=== Section Start ===
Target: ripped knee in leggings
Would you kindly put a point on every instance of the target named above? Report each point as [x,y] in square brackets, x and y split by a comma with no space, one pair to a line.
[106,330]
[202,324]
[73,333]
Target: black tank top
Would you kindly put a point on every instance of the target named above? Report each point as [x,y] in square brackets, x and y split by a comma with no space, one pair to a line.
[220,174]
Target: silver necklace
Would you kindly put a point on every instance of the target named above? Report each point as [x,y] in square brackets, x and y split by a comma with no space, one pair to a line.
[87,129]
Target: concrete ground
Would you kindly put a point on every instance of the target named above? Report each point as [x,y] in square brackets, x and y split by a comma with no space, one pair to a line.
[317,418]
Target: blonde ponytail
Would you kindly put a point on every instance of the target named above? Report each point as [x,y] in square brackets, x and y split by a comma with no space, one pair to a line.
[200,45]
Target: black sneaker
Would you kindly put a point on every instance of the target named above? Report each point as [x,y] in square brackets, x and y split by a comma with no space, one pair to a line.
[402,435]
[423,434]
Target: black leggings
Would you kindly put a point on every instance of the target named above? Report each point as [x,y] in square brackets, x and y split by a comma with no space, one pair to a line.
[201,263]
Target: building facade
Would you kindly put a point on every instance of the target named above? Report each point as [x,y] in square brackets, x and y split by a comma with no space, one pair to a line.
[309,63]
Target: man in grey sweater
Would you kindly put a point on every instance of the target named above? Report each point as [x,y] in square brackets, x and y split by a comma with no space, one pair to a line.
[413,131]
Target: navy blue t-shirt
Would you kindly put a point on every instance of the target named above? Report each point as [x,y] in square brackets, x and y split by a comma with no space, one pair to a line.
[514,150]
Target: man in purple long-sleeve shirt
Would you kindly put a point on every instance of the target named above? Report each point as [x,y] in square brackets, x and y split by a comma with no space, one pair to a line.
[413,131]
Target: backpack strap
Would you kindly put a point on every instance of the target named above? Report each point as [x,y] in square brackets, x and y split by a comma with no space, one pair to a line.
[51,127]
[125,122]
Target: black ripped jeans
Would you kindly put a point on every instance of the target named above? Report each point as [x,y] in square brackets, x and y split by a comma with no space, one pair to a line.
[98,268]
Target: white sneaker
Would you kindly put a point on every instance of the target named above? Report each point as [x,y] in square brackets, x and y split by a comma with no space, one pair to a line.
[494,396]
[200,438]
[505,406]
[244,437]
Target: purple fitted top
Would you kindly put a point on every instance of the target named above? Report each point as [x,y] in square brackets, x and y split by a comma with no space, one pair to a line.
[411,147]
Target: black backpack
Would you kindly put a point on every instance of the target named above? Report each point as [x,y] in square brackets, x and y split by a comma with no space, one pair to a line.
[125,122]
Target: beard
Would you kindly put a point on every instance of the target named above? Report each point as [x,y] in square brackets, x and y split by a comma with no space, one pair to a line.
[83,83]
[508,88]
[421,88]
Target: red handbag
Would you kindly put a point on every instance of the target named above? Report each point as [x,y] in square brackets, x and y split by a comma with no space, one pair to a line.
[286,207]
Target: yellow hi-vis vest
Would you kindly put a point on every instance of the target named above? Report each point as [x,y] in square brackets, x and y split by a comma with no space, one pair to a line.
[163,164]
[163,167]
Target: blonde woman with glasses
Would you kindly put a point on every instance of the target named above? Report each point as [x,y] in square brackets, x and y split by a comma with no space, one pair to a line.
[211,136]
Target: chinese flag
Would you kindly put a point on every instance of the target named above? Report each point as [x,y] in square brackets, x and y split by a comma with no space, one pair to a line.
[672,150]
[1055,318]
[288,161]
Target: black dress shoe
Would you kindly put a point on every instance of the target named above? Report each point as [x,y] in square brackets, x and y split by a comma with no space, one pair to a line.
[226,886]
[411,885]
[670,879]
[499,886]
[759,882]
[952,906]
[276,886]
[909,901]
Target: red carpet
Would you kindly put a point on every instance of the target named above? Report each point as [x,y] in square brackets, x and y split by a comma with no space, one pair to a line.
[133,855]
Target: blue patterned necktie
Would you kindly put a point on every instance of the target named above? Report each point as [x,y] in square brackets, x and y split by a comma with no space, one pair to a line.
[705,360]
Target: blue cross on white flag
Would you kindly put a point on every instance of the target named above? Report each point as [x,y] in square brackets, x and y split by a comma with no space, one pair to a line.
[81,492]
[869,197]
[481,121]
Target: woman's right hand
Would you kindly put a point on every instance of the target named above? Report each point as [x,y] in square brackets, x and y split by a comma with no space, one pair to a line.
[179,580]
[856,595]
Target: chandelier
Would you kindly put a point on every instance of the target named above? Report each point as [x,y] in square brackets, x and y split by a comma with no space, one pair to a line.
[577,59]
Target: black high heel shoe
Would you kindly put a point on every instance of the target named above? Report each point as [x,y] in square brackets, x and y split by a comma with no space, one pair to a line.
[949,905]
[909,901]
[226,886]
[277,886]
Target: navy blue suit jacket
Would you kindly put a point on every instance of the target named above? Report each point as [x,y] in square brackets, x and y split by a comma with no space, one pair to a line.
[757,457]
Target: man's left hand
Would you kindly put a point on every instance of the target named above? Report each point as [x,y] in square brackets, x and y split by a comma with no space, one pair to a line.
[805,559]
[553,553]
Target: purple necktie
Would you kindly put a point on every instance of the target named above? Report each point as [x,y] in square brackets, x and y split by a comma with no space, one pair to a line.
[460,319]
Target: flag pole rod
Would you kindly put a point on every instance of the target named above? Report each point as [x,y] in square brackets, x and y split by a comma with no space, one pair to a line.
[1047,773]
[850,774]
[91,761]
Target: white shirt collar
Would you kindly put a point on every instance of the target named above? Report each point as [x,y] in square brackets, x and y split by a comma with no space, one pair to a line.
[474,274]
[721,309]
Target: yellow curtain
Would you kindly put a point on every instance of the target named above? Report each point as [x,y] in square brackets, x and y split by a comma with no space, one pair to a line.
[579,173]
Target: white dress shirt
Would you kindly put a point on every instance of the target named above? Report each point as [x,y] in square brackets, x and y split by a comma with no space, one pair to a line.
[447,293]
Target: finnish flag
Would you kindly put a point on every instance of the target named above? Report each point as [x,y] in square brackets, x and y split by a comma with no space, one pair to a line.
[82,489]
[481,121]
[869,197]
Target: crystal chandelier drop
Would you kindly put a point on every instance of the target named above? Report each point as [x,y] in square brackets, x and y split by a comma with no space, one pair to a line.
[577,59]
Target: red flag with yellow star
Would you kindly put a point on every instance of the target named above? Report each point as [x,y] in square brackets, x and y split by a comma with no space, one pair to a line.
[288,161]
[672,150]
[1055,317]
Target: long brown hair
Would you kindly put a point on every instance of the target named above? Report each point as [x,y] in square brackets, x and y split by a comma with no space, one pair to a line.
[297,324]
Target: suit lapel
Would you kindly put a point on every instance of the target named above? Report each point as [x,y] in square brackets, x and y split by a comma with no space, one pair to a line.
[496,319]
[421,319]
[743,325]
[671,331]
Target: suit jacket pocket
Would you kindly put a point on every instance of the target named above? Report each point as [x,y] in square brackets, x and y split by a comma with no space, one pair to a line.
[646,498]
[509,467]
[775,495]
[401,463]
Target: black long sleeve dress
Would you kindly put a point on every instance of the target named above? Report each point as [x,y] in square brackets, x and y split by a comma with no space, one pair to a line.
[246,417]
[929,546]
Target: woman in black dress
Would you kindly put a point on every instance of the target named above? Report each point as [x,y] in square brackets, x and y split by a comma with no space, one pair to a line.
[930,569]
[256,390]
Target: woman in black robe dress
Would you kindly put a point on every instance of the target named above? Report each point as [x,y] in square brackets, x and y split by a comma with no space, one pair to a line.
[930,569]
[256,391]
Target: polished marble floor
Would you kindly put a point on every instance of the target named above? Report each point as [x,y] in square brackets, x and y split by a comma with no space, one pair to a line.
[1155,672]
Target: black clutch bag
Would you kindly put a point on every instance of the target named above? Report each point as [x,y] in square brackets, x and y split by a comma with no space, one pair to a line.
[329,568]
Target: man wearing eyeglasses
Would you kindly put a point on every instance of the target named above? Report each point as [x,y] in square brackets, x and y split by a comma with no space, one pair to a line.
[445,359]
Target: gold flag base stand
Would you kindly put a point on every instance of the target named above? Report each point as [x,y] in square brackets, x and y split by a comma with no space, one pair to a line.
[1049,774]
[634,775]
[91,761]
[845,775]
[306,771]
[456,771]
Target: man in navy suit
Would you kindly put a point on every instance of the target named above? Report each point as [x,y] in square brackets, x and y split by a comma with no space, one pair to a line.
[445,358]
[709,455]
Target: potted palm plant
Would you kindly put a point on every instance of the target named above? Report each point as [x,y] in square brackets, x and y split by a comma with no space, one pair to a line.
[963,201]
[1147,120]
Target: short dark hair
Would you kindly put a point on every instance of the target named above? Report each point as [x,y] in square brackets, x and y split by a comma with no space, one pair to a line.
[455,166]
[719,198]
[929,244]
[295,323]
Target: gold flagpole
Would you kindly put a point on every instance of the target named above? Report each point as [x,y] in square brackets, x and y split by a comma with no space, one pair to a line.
=== Section End ===
* **TASK STATEMENT**: Please retype the top of the data exactly, down to and including the line that holds "Target: black tank top", and nothing further.

* **RESPONSE AREA**:
Target: ripped knee in leggings
Would you kindly put a point on every instance of the target named above? Report each point as [x,y] in square brackets, x and y split by a comma with no space, one pair to a line.
[106,330]
[202,324]
[73,333]
Target: black tank top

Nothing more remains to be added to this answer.